----- DATA SUPPLIED

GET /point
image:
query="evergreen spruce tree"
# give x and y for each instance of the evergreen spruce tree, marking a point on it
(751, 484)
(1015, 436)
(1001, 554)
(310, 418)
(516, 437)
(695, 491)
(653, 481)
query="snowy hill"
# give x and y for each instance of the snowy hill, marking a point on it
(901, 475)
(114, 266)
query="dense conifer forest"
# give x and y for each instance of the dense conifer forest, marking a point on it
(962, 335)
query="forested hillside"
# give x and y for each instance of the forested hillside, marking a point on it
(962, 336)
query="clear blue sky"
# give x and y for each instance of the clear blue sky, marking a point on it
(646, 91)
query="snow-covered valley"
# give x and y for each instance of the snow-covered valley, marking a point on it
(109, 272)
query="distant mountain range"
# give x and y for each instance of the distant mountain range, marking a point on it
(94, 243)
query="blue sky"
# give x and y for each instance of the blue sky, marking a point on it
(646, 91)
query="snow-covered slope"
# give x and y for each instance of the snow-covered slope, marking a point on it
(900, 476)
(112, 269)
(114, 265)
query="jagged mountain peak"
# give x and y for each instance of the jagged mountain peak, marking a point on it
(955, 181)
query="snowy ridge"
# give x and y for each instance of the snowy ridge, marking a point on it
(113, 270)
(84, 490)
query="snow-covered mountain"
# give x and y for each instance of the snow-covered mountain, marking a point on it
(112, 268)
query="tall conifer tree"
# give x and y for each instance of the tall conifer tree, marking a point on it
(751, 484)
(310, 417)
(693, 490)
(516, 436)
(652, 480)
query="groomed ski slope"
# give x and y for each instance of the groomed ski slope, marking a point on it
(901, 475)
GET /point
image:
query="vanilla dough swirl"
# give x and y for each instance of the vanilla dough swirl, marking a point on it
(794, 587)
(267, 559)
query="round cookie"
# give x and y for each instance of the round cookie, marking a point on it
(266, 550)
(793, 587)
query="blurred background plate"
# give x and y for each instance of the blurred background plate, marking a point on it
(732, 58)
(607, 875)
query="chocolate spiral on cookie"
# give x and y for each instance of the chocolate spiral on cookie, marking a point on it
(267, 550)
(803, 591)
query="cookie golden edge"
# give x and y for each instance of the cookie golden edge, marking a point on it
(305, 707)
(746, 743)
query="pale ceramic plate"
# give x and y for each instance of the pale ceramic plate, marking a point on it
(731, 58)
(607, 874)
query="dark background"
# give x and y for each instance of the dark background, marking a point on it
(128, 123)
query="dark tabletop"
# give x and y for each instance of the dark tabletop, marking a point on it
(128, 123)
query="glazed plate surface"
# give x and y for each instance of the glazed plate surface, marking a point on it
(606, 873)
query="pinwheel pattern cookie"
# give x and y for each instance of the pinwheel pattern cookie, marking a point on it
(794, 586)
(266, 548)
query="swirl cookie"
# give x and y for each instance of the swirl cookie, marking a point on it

----------

REQUIRED WORK: Count the lines in the entries above that contain the string "forested". Reply with the number alone.

OUTPUT OF THE EXERCISE: 2